SUPPLIED RECORDS:
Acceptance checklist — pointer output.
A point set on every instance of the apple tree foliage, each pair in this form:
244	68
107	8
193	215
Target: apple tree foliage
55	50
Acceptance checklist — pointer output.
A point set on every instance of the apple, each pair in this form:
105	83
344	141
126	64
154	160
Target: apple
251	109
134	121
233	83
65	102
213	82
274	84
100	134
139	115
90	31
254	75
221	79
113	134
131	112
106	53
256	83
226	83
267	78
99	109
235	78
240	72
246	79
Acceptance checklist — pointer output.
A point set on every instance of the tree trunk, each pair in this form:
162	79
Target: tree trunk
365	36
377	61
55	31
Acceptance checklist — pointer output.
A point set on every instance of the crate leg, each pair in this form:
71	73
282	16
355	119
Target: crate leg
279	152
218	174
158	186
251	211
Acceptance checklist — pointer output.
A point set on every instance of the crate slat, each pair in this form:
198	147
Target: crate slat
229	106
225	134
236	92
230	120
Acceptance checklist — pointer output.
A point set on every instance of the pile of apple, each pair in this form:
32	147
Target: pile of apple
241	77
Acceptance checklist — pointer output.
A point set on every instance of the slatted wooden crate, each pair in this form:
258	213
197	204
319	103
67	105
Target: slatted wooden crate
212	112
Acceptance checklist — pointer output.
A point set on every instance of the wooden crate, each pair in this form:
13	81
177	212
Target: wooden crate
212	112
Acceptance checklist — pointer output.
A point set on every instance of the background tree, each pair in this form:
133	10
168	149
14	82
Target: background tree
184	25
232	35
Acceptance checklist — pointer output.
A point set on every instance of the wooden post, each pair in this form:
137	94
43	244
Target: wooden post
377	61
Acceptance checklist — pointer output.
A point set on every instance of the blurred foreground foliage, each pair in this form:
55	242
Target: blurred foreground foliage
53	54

PROBLEM STATEMENT:
Report each line of the records that contains the word "background", copying it in full.

CORRECT RESULT:
A point set on every instance of the background tree, each pair in this form:
Target: background tree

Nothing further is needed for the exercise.